REQUIRED WORK -
#1 Translate this sentence from the passage on IT organizational structure into Spanish: "Each silo is held accountable for delivering solutions to their business unit."
#2 In the passage on IT organizational structure, what kind of architecture grows more likely as IT delivery aligns more directly with individual business units?

In short, the more the IT new project and solution delivery organization is directly aligned with the individual business unit or group it supports, the more likely a spaghetti architecture will be the result. To help outline this point, below is a quick graphic of a sample organization chart that shows the two extremes:

Extreme A = Business group/unit functionally aligned:

Blog - Organizational Structure and Enterprise Architecture A

Extreme B = Common function/service aligned:

Blog - Organizational Structure and Enterprise Architecture B

The “extreme A” example is functioning with each vertical group acting as silo. Each silo is held accountable for delivering solutions to their business unit. In turn, each business unit will drive their IT silo to meet their needs exclusively. There is no inherent need to collaborate with their peers supporting other business units even if there are “enterprise architecture goals”. In my observation, collaboration might actually be viewed as a distraction to getting work done. There is essentially no organizational driver to force standard solutions and re-use of technology assets.

Sure, an architect in one group might have a strong personal relationship with an architect in another group, but unless they are trying to share ideas that happen to be at relatively the same level of “maturity” for each silo’s needs, they will unlikely be able to produce a common, re-useable technology used across both silos. Architect A attempts to work out a common solution with Architect B but suddenly Architect B’s project gets accelerated. Suddenly Architect B has to quick assemble a slimmed down solution that can’t be dependent on Architect A’s requirements or time-line. And sure, everyone might meet and agree to “retrofit” Architect B’s project with a more standardized solution with Architect A’s project in a later phase/iteration, but it would take an amazing level of cross-silo organizational governance to make sure that happens. If that standardization would in any way delay Architect A’s silo from delivering from the business, the standardization most likely gets pushed far and far out until no one remembers or even exists that remembers why the architecture alignment was needed in the first place.

Other potentially non-technology specific negative byproducts can evolve from this structure:

  • Strong versus weak silos

One silo maybe more effective at deploying more current technology by the very nature of the business unit’s needs. As an example, consider a customer product or engineer unit compared to say, finance or one that uses in-house developed technology versus another with outsourced/SaaS technology. This creates a problem of talented architects and developers/others actively seek out roles within the perceived “strong silo” creating an even stronger silo compared to the other silos.

DATASET EXCERPTS -
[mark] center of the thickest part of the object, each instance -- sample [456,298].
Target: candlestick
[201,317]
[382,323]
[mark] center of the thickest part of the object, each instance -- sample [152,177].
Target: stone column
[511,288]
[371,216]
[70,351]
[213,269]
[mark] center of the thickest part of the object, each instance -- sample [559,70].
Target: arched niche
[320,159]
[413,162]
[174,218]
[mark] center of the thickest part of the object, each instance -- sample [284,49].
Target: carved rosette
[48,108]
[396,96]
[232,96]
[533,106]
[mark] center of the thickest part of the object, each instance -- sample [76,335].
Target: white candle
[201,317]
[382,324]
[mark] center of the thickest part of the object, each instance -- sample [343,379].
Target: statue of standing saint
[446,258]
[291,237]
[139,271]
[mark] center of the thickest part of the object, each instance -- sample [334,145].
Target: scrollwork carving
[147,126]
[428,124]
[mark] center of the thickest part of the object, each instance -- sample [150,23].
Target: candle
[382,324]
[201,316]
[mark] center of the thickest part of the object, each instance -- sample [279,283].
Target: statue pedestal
* * *
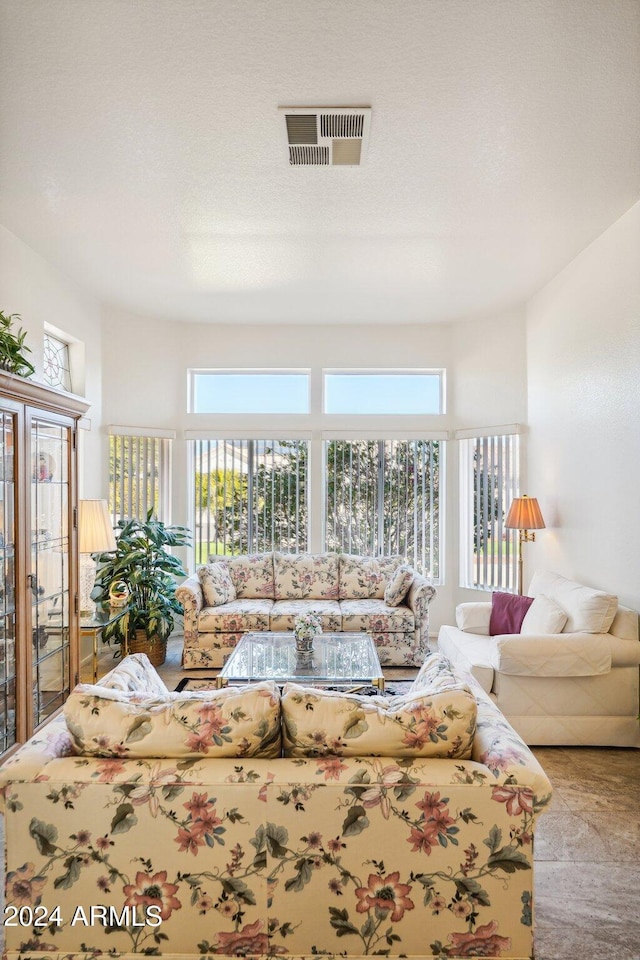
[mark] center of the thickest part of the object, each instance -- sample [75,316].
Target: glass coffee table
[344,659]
---
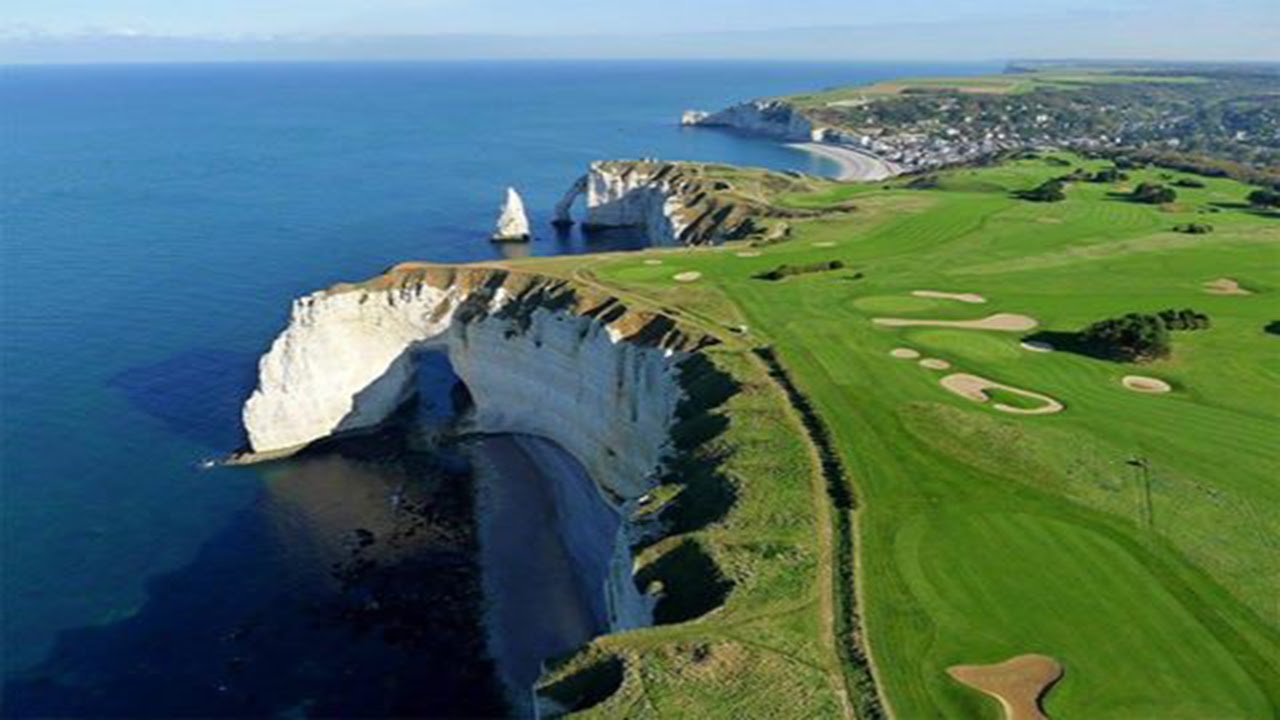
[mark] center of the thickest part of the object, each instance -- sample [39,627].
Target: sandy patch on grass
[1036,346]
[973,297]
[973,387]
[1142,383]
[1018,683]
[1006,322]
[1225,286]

FINAL RESULTS -
#1 Cada silo es responsable de entregar soluciones a su unidad de negocio.

#2 A spaghetti architecture.